- _EXERCISE INSTRUCTIONS_:
From the material below, copy out each line with the word "blue" in it.

- _RECORDS SHOWN_:
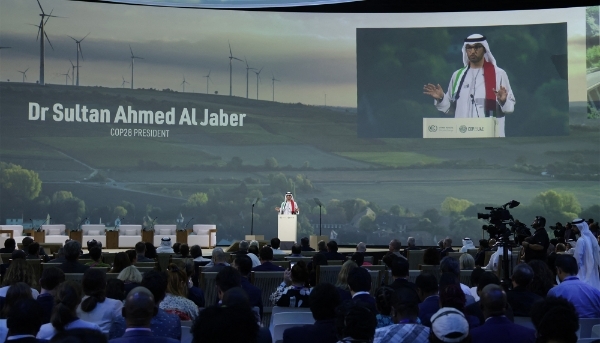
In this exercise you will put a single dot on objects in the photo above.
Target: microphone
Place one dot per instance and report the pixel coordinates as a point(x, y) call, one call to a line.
point(474, 105)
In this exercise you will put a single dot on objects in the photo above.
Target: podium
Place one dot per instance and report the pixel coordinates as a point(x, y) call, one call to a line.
point(459, 127)
point(287, 227)
point(112, 239)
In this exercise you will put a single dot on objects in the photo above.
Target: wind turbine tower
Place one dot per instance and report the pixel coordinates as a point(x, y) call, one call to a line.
point(230, 72)
point(133, 57)
point(79, 52)
point(41, 35)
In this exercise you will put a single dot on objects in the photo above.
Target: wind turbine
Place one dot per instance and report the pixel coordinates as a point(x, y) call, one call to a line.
point(133, 57)
point(230, 77)
point(207, 79)
point(274, 79)
point(66, 76)
point(24, 74)
point(42, 33)
point(247, 69)
point(183, 83)
point(257, 79)
point(79, 52)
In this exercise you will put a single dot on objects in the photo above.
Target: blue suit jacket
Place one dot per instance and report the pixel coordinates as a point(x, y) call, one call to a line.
point(501, 330)
point(140, 336)
point(322, 331)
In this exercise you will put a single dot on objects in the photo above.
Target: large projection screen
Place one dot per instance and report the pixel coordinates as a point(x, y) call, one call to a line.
point(135, 120)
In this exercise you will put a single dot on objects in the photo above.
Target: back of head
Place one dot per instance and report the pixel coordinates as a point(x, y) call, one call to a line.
point(359, 280)
point(324, 299)
point(68, 297)
point(275, 243)
point(555, 319)
point(139, 308)
point(72, 250)
point(450, 265)
point(156, 283)
point(227, 278)
point(356, 321)
point(25, 317)
point(94, 286)
point(266, 254)
point(243, 264)
point(522, 274)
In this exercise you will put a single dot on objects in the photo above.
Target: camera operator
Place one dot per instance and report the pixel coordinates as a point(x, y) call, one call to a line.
point(536, 246)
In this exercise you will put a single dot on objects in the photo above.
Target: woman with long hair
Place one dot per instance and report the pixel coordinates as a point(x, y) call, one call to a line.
point(294, 291)
point(96, 307)
point(176, 300)
point(19, 271)
point(64, 315)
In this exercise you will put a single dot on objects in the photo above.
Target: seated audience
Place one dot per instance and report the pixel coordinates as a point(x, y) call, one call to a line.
point(342, 280)
point(555, 320)
point(96, 256)
point(95, 307)
point(354, 322)
point(72, 252)
point(139, 309)
point(176, 300)
point(584, 297)
point(383, 300)
point(324, 299)
point(427, 289)
point(163, 324)
point(266, 256)
point(64, 315)
point(519, 298)
point(449, 325)
point(51, 278)
point(405, 306)
point(498, 328)
point(294, 290)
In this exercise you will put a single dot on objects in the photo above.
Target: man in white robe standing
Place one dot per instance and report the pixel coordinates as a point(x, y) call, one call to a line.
point(479, 89)
point(587, 254)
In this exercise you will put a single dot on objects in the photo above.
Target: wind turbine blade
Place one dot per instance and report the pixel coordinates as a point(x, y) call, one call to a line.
point(45, 34)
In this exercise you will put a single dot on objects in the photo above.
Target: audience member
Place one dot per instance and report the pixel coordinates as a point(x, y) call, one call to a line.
point(584, 297)
point(140, 251)
point(498, 328)
point(555, 320)
point(64, 315)
point(519, 298)
point(324, 299)
point(354, 322)
point(427, 289)
point(449, 325)
point(294, 290)
point(266, 256)
point(95, 307)
point(359, 282)
point(139, 309)
point(342, 280)
point(163, 324)
point(72, 252)
point(51, 278)
point(244, 266)
point(405, 306)
point(304, 244)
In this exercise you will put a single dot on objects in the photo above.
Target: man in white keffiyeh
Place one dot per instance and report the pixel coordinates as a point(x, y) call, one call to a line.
point(587, 254)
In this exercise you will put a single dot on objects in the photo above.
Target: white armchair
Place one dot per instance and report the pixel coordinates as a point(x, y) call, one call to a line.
point(203, 235)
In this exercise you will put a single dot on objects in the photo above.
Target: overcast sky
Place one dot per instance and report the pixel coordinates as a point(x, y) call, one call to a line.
point(312, 54)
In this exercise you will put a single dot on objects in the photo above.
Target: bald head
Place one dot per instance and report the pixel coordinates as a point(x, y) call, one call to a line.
point(493, 300)
point(139, 308)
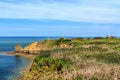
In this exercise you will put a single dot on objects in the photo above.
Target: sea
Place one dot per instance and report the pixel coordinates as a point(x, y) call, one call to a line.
point(11, 65)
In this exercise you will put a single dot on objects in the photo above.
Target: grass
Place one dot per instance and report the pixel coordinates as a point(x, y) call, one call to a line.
point(88, 59)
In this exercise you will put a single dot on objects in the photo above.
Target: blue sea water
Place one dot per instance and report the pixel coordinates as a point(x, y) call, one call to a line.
point(10, 65)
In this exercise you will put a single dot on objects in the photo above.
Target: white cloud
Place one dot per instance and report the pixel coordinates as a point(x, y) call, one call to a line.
point(100, 11)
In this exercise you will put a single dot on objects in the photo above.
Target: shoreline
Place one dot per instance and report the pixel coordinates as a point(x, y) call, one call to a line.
point(20, 54)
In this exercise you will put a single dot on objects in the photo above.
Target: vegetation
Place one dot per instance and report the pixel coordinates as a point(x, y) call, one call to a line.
point(87, 59)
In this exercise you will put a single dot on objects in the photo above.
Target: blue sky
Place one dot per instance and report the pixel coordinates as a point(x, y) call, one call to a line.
point(59, 17)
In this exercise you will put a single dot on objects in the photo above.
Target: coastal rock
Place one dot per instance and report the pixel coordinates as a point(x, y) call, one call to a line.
point(18, 48)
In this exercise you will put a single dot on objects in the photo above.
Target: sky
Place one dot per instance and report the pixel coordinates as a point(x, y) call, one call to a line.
point(59, 17)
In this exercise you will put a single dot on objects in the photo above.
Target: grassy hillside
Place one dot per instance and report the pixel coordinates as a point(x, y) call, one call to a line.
point(87, 59)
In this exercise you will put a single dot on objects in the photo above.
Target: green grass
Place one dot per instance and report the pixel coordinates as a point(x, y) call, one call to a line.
point(88, 59)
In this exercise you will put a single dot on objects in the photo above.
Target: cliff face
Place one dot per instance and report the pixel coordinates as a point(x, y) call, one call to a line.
point(36, 47)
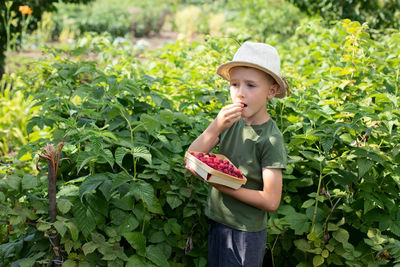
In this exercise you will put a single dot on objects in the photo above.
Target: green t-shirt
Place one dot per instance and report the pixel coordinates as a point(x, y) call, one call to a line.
point(250, 148)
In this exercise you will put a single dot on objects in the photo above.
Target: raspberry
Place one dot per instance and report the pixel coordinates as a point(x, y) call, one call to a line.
point(222, 165)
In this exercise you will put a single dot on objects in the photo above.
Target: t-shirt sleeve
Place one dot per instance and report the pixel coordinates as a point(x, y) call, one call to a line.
point(274, 154)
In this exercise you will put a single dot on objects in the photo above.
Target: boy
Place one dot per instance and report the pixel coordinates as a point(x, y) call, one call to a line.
point(251, 140)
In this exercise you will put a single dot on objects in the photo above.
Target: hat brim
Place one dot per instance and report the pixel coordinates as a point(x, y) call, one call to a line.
point(224, 71)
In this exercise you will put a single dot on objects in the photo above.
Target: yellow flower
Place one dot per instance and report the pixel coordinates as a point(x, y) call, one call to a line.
point(26, 10)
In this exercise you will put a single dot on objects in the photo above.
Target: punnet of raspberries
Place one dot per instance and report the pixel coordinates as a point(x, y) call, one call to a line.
point(218, 164)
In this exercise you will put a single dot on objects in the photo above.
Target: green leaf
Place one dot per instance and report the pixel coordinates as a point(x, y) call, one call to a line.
point(84, 217)
point(302, 244)
point(69, 263)
point(167, 117)
point(156, 255)
point(28, 262)
point(73, 229)
point(135, 261)
point(121, 178)
point(108, 156)
point(43, 226)
point(144, 191)
point(89, 247)
point(156, 207)
point(363, 166)
point(308, 203)
point(60, 227)
point(157, 237)
point(64, 205)
point(174, 201)
point(29, 182)
point(341, 235)
point(174, 226)
point(14, 182)
point(137, 240)
point(142, 152)
point(298, 222)
point(83, 158)
point(91, 182)
point(318, 260)
point(150, 123)
point(120, 153)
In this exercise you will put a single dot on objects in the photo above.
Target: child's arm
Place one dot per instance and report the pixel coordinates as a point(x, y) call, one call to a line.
point(268, 199)
point(210, 137)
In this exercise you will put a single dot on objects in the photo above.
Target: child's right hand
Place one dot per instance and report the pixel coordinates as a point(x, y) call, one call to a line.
point(227, 116)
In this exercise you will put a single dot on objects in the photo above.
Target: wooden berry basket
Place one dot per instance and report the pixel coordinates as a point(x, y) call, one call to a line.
point(211, 175)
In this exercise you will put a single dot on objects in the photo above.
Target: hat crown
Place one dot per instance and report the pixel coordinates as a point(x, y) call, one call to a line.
point(259, 54)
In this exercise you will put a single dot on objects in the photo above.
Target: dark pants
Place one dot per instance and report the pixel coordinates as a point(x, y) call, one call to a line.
point(229, 247)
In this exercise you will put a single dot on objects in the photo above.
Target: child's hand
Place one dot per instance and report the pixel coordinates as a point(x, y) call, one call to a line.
point(192, 171)
point(228, 115)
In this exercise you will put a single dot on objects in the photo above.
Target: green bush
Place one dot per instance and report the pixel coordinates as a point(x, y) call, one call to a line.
point(124, 197)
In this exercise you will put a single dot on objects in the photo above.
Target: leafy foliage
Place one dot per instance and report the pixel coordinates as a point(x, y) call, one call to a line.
point(123, 195)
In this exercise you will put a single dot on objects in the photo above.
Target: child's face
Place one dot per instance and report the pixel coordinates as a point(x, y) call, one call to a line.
point(252, 88)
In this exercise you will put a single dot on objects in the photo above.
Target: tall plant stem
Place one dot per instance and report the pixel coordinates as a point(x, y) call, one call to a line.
point(52, 156)
point(316, 199)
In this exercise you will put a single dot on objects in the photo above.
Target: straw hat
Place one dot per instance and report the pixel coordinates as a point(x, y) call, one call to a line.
point(260, 56)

- _TASK ANSWER_:
Target: blue suit jacket
Target: blue sea water
Target: blue sky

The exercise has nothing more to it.